Reproduce all of the following entries verbatim, leaving every character unchanged.

--- Start of Provided records ---

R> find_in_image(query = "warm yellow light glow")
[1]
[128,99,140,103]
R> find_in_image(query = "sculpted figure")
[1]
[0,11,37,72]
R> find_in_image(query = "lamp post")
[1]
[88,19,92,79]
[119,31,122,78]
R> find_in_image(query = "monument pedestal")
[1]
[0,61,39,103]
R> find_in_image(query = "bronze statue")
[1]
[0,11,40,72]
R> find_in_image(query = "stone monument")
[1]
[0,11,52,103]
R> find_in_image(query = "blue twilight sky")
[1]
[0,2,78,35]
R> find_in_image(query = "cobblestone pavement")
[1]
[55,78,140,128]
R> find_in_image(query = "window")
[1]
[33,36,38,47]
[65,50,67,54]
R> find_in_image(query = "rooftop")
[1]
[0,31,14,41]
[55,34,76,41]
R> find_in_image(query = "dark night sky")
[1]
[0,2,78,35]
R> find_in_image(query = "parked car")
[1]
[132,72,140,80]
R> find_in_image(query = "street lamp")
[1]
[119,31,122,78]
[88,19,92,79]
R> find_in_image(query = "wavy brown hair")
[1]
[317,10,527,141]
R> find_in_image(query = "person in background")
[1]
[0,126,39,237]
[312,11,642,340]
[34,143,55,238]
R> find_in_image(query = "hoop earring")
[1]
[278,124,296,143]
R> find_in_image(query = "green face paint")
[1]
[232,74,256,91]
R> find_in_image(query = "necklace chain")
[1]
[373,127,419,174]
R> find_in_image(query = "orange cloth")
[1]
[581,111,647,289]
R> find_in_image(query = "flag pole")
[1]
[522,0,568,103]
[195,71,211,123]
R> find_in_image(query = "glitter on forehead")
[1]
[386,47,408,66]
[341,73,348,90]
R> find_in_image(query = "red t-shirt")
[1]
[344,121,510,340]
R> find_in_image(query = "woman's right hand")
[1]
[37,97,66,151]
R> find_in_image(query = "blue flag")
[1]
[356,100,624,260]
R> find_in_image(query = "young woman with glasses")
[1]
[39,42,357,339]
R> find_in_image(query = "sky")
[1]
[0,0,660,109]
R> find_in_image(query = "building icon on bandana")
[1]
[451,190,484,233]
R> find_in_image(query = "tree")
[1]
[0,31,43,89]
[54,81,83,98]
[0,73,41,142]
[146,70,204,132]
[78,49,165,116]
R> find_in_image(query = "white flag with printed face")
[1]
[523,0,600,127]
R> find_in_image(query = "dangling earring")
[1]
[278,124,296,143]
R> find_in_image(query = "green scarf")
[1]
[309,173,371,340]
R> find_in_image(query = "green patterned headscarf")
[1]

--- End of Provided records ---

» **Completed task**:
R> find_in_image(query = "warm yellow light glow")
[1]
[128,99,140,103]
R> find_in_image(query = "sculpted figure")
[1]
[0,11,37,72]
R> find_in_image(query = "lamp post")
[1]
[88,19,92,79]
[119,31,122,78]
R> find_in_image(query = "monument pedestal")
[1]
[0,61,39,103]
R> find_in_image(query = "bronze statue")
[1]
[0,11,40,72]
R> find_in_image(query = "stone monument")
[1]
[0,11,52,103]
R> find_in_image(query = "blue twilight sky")
[1]
[0,2,78,35]
R> find_in_image(query = "cobblestone pavement")
[1]
[55,78,140,128]
R> find_in_image(query = "window")
[1]
[33,36,38,47]
[65,50,67,54]
R> find_in_image(query = "rooftop")
[1]
[0,31,14,41]
[55,34,76,41]
R> find_in_image(query = "dark night sky")
[1]
[0,2,78,35]
R> find_in_image(query = "parked car")
[1]
[132,72,140,80]
R> find_in_image(query = "street lamp")
[1]
[119,31,122,78]
[88,19,92,79]
R> find_in_image(query = "wavy brown hair")
[1]
[317,10,527,141]
R> find_in_image(query = "person in background")
[1]
[0,126,39,237]
[312,11,642,340]
[34,143,55,238]
R> find_in_image(query = "hoop earring")
[1]
[278,124,296,143]
R> find_in_image(query = "green face paint")
[1]
[232,74,256,91]
R> find_in_image(query = "necklace chain")
[1]
[373,127,419,174]
R> find_in_image(query = "orange cloth")
[1]
[581,111,647,289]
R> find_in_image(query = "flag pole")
[1]
[522,0,568,103]
[195,71,211,123]
R> find_in_image(query = "glitter on forehead")
[1]
[386,47,408,66]
[341,73,348,90]
R> find_in_image(query = "red t-shirt")
[1]
[344,121,510,340]
R> find_in_image(query = "woman's right hand")
[1]
[37,97,66,151]
R> find_in_image(query = "blue flag")
[1]
[356,100,624,260]
R> find_in_image(query = "young woman with glasses")
[1]
[39,42,357,339]
R> find_in_image(query = "sky")
[1]
[0,0,660,109]
R> find_in_image(query = "building icon on bandana")
[1]
[451,190,484,233]
R> find_in_image(query = "tree")
[1]
[0,31,43,89]
[54,81,83,98]
[0,73,41,142]
[146,70,204,132]
[78,49,165,116]
R> find_in_image(query = "white flag with printed face")
[1]
[523,0,600,127]
R> find_in_image(query = "dangling earring")
[1]
[278,124,296,143]
R> find_in_image(query = "green scarf")
[1]
[309,173,371,340]
R> find_in_image(query = "green patterned headscarf")
[1]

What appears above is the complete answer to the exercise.